Tekst:
§ §
Dziś, 21 listopada 2012 uczestniczyłem we w katedrze w Kielcach we Mszy św. pogrzebowej śp. Księdza Profesora Józefa. Liturgii przewodniczył miejscowy Biskup, Kazimierz Ryczan. Koncelebrowało także jeszcze kilku biskupów. Bardzo liczny był udział kapłanów – być może około trzystu. Były też liczne delegacje z uczelni (przede wszystkim z KUL) i innych instytucji. Liczny też był udział biblistów wraz z przedstawicielami Stowarzyszenia Biblistów Polskich z ks. Profesorem Waldemarem Chrostowskim.
Ks. Józef Kudasiewicz to znany biblista. Wielki jest jego wkład w rozwój biblistyki polskiej, popularyzacji nauk biblijnych a także i przede wszystkim pastoralny charakter jego pism i konferencji biblijnych. Znane i cenione było też jego zaangażowanie w formację duchową na różnych polach chrześcijańskiej rzeczywistości: kleryckiej, kapłańskiej, zakonnej i wiernych świeckich.
§ §
Zapisy:

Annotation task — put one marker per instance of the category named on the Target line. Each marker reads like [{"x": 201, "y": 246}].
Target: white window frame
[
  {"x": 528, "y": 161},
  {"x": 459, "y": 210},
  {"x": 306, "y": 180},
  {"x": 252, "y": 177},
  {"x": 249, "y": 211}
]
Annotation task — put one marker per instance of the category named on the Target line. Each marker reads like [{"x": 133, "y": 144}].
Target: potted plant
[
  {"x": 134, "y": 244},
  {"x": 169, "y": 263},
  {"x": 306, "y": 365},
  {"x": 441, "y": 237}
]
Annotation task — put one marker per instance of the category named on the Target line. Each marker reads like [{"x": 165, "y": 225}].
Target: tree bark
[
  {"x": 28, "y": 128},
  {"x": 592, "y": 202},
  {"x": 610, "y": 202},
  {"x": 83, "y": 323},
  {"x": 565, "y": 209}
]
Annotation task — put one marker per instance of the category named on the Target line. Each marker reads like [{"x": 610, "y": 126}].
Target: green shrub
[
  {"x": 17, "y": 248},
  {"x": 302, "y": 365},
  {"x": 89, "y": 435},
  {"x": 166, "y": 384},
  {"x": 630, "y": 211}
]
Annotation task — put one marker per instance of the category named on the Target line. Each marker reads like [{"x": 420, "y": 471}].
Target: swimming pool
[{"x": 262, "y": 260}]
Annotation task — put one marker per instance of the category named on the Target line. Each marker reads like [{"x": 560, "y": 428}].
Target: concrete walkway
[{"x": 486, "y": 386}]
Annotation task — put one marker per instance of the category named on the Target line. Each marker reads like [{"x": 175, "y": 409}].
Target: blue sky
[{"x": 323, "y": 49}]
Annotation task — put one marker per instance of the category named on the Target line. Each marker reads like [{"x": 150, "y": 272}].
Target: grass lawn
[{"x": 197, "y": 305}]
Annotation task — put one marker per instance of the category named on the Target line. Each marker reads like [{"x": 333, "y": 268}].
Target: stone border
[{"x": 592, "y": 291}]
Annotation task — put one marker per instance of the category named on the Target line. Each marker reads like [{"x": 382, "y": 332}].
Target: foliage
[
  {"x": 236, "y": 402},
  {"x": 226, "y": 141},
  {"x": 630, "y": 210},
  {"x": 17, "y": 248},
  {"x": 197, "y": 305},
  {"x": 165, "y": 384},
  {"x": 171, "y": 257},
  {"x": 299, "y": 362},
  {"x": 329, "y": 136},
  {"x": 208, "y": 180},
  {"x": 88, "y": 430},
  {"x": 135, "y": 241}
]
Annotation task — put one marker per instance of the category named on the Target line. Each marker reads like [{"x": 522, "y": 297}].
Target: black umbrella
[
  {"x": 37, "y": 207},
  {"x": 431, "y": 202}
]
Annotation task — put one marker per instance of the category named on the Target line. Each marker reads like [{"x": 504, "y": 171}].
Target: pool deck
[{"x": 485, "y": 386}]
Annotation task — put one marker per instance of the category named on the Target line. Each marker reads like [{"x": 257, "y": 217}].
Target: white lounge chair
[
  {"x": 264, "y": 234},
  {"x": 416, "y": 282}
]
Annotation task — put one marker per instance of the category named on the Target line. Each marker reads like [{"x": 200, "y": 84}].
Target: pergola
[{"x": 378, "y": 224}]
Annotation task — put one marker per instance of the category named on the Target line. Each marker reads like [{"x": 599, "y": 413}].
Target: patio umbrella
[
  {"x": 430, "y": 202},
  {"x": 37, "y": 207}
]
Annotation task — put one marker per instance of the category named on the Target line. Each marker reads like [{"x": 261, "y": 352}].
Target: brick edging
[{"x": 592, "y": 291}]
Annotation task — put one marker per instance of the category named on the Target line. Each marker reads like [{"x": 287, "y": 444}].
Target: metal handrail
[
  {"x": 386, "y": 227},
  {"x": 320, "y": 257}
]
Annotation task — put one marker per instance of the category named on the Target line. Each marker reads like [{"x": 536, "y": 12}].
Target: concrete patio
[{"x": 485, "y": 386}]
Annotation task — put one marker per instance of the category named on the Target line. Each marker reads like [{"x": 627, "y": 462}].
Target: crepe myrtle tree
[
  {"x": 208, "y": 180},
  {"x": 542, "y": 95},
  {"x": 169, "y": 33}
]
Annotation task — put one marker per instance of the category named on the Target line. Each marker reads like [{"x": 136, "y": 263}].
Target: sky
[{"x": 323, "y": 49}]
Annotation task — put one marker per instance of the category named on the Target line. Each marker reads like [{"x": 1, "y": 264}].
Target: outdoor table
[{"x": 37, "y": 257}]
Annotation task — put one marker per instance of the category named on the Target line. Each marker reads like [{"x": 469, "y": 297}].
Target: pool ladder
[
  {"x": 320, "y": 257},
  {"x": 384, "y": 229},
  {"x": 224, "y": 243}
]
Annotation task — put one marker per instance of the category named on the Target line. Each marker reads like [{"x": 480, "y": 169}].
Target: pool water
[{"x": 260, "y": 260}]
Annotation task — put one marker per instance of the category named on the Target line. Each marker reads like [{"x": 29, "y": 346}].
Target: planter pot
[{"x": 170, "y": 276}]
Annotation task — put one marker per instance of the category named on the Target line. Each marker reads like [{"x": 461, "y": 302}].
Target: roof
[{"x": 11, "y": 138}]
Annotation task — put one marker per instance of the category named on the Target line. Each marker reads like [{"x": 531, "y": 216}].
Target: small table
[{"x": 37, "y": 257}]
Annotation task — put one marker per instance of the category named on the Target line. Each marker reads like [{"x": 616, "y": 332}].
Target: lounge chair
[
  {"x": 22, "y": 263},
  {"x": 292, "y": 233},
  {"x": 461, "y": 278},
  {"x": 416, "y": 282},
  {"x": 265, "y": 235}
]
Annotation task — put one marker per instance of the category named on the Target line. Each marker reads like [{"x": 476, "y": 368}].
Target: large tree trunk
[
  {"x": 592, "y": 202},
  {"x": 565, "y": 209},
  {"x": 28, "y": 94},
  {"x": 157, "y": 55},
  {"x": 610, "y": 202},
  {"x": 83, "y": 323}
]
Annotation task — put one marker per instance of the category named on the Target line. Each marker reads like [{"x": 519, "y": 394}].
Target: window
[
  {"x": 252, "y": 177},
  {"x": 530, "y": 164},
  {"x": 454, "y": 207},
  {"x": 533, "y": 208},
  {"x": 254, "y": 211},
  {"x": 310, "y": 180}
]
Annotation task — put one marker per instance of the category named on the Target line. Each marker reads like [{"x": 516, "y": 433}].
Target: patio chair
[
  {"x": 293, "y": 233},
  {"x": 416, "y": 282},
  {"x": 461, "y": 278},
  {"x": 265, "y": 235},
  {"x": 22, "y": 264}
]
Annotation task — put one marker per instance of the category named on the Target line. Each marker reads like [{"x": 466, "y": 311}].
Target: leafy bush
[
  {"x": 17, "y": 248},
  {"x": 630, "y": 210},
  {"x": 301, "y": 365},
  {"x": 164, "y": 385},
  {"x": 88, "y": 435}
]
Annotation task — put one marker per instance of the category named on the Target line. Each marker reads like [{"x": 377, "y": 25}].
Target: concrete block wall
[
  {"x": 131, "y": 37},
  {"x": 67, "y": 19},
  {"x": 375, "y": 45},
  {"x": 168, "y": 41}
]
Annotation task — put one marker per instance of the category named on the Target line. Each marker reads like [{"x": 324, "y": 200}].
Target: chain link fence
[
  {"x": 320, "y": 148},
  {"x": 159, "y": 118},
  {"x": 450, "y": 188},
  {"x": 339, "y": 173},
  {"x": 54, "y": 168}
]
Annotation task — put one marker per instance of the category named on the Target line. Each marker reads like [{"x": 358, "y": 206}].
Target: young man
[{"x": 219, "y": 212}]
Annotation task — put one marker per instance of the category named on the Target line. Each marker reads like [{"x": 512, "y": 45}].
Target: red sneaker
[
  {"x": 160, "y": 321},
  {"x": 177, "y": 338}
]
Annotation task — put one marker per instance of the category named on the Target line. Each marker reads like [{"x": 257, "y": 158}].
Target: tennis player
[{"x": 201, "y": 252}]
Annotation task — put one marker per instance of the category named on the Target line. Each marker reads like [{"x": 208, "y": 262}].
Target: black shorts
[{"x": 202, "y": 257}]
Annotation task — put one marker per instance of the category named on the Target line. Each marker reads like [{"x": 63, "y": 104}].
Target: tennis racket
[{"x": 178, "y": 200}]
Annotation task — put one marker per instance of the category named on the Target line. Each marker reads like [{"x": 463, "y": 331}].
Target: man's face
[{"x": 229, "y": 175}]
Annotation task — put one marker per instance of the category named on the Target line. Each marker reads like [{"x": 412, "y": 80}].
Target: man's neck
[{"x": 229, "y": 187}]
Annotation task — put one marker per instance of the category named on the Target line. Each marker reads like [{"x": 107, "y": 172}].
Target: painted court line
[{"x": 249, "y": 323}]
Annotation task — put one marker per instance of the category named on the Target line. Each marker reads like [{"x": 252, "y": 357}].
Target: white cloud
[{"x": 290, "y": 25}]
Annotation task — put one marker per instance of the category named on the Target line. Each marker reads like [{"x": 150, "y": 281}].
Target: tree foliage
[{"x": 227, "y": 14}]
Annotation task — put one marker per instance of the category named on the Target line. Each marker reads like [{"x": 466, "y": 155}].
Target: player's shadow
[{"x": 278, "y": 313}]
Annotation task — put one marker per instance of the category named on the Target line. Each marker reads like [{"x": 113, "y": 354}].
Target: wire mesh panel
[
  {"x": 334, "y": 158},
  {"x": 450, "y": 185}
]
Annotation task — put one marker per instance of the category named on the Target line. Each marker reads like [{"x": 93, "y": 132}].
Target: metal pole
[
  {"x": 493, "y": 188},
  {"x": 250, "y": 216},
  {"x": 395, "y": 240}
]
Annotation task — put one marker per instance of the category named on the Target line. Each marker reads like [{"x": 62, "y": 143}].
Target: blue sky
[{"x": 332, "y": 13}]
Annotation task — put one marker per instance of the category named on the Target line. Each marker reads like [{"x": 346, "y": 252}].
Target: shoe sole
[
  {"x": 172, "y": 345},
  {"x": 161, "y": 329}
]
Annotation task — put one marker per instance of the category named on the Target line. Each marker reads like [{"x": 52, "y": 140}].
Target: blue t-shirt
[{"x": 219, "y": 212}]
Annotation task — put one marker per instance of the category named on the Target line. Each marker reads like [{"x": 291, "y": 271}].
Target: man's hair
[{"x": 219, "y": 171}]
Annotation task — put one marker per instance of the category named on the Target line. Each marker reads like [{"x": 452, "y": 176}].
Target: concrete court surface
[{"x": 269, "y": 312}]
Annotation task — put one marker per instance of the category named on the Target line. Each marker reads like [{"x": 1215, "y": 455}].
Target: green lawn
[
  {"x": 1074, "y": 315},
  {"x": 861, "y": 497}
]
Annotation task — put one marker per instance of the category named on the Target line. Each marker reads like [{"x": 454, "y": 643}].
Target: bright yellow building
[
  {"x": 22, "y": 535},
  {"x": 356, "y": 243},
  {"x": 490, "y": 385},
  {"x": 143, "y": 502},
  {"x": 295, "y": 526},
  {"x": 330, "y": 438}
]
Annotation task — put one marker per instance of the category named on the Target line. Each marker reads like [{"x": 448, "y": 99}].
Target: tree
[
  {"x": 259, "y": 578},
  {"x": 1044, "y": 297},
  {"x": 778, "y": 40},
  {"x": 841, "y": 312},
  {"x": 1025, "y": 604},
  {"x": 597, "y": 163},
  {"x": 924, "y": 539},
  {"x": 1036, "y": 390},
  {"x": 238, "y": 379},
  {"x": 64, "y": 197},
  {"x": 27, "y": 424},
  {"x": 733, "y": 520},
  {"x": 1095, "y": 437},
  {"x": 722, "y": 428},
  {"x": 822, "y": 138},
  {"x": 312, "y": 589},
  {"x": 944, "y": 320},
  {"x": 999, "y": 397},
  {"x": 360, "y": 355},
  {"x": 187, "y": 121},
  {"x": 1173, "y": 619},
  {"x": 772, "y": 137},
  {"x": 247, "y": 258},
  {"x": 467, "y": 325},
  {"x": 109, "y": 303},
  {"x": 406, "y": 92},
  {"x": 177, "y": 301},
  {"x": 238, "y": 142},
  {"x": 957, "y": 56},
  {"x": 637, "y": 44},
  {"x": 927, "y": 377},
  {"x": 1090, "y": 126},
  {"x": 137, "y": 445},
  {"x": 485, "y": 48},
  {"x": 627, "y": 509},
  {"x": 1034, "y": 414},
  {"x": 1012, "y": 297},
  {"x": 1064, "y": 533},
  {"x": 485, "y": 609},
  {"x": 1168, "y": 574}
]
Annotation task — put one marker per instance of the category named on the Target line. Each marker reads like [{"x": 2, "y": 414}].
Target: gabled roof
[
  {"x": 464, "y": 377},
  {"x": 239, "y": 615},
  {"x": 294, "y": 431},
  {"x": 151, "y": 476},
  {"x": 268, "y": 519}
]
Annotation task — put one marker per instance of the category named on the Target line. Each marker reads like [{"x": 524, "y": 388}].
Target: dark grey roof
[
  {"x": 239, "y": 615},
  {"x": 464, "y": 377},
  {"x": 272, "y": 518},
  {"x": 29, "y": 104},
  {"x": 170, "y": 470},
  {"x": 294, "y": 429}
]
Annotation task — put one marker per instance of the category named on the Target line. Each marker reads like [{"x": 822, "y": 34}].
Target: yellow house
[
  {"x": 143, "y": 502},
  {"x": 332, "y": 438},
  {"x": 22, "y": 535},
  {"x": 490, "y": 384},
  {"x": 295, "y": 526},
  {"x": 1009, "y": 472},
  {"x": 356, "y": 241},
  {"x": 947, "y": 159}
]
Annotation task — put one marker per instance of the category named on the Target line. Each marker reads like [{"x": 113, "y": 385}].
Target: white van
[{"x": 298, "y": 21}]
§ §
Polecenia:
a) Przepisz dokładnie fragment tekstu o pogrzebie ks. Józefa Kudasiewicza: wszystko od słów „Dziś, 21 listopada” aż po słowa „Profesorem Waldemarem Chrostowskim.”.
b) Odpowiedz krótko na pytania do tekstu o pogrzebie ks. Józefa Kudasiewicza:
(i) Kto przewodniczył liturgii pogrzebowej w katedrze w Kielcach?
(ii) Z jakiej uczelni przybyły przede wszystkim delegacje?
(iii) Na jakich polach chrześcijańskiej rzeczywistości ks. Kudasiewicz angażował się w formację duchową?

Odpowiedzi:
a)
Dziś, 21 listopada 2012 uczestniczyłem we w katedrze w Kielcach we Mszy św. pogrzebowej śp. Księdza Profesora Józefa. Liturgii przewodniczył miejscowy Biskup, Kazimierz Ryczan. Koncelebrowało także jeszcze kilku biskupów. Bardzo liczny był udział kapłanów – być może około trzystu. Były też liczne delegacje z uczelni (przede wszystkim z KUL) i innych instytucji. Liczny też był udział biblistów wraz z przedstawicielami Stowarzyszenia Biblistów Polskich z ks. Profesorem Waldemarem Chrostowskim.

b)
(i) Miejscowy biskup Kazimierz Ryczan.
(ii) Z KUL.
(iii) Na polu kleryckim, kapłańskim, zakonnym i wiernych świeckich.